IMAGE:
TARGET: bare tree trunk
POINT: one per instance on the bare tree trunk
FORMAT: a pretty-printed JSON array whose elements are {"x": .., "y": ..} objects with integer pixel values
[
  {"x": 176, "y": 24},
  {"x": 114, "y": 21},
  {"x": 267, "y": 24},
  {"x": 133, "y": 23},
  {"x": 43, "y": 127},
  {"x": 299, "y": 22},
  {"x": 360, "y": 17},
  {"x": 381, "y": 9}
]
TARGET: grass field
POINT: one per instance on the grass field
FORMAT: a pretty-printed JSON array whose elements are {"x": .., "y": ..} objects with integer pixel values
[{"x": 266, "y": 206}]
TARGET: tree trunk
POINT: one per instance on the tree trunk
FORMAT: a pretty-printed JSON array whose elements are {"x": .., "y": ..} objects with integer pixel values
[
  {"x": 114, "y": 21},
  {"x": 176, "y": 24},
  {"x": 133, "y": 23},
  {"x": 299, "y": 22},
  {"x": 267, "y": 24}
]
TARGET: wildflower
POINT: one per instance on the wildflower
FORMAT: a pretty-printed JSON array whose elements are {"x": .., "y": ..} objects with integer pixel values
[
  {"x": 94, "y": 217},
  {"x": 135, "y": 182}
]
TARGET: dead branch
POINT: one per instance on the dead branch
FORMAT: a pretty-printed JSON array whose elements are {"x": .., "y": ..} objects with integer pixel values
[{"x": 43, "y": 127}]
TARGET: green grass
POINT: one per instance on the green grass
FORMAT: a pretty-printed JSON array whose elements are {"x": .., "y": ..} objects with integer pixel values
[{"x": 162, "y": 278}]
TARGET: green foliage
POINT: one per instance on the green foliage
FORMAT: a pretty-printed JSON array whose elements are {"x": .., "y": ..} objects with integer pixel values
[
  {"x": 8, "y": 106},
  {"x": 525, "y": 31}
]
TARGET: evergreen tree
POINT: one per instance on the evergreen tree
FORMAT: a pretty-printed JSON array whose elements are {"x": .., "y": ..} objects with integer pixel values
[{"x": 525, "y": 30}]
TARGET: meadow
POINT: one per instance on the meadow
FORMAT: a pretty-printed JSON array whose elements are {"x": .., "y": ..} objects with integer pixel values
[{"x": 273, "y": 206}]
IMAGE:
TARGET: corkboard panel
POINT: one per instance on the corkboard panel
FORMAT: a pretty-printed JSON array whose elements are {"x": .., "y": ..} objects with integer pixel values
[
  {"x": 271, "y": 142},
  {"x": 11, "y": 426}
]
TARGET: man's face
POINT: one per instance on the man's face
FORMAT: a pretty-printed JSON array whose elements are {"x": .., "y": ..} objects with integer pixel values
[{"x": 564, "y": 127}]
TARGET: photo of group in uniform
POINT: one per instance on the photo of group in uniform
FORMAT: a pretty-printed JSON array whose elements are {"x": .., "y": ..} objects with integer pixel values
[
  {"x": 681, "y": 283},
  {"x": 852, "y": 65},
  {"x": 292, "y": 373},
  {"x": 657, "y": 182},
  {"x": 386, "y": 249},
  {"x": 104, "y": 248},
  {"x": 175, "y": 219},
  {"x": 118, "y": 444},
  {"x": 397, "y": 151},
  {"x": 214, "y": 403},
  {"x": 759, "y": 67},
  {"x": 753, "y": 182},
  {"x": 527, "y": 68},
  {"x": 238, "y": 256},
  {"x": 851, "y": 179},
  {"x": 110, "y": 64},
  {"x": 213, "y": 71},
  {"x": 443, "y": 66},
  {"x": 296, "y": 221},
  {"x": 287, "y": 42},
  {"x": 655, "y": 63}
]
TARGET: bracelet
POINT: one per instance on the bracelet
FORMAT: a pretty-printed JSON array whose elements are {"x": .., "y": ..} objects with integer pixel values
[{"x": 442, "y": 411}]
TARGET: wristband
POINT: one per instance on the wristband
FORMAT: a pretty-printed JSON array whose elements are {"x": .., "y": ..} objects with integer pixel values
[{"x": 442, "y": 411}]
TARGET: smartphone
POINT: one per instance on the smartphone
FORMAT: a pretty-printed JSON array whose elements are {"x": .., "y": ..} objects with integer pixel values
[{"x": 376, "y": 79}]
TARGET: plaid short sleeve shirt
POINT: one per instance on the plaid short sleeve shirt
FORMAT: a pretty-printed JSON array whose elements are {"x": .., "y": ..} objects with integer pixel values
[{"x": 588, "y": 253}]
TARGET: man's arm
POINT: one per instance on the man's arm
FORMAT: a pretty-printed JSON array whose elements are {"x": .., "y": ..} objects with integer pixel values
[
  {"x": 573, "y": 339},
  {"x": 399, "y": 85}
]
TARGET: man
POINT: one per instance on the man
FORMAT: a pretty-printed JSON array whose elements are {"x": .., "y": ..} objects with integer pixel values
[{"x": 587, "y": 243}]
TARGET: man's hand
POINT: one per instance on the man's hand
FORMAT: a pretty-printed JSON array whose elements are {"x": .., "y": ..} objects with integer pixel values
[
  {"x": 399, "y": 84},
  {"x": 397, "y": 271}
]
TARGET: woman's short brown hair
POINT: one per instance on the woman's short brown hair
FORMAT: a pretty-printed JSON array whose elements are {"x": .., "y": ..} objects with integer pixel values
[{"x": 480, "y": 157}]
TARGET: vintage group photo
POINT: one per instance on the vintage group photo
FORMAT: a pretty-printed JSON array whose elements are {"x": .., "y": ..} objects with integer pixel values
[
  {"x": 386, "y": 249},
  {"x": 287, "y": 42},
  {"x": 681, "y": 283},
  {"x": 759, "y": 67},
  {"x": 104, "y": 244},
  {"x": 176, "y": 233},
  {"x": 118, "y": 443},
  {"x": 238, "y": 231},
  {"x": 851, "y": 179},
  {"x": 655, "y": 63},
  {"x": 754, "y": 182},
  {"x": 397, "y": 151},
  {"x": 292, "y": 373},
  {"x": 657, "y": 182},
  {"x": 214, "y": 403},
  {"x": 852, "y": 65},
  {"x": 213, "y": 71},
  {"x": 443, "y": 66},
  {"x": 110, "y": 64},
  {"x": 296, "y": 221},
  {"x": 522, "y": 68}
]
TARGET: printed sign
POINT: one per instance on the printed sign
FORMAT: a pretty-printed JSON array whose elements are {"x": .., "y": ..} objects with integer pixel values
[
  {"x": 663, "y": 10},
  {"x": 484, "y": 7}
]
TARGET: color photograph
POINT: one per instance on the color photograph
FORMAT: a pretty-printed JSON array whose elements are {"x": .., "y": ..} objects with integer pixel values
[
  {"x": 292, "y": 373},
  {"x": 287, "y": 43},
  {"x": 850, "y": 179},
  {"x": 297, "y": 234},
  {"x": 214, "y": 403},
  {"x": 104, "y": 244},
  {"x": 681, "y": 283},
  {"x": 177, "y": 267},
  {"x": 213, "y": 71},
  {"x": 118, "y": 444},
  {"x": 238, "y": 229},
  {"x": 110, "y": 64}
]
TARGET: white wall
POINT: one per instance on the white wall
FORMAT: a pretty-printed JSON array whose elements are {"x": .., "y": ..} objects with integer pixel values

#### Required task
Repeat exactly the lines from the line containing "TARGET: printed sign" through the last line of the records above, including both, and nothing else.

#### Expected answer
TARGET: printed sign
POINT: one per instance on the printed sign
FORMAT: a pretty-printed JSON array whose elements are {"x": .., "y": ..} objects with integer pixel values
[
  {"x": 663, "y": 10},
  {"x": 484, "y": 7}
]
TARGET: color photograph
POINT: one per instance on the color photograph
FORMAT: a pretty-printed JSON array whose elements are {"x": .., "y": ..} objects with integer pixel values
[
  {"x": 292, "y": 373},
  {"x": 287, "y": 43},
  {"x": 850, "y": 179},
  {"x": 297, "y": 234},
  {"x": 214, "y": 403},
  {"x": 104, "y": 244},
  {"x": 681, "y": 283},
  {"x": 177, "y": 267},
  {"x": 213, "y": 71},
  {"x": 118, "y": 444},
  {"x": 238, "y": 229},
  {"x": 110, "y": 64}
]
TARGET: white wall
POINT: one per instance on the white wall
FORMAT: a pretty-printed JSON array whose elements are {"x": .., "y": ..} objects with integer pixel values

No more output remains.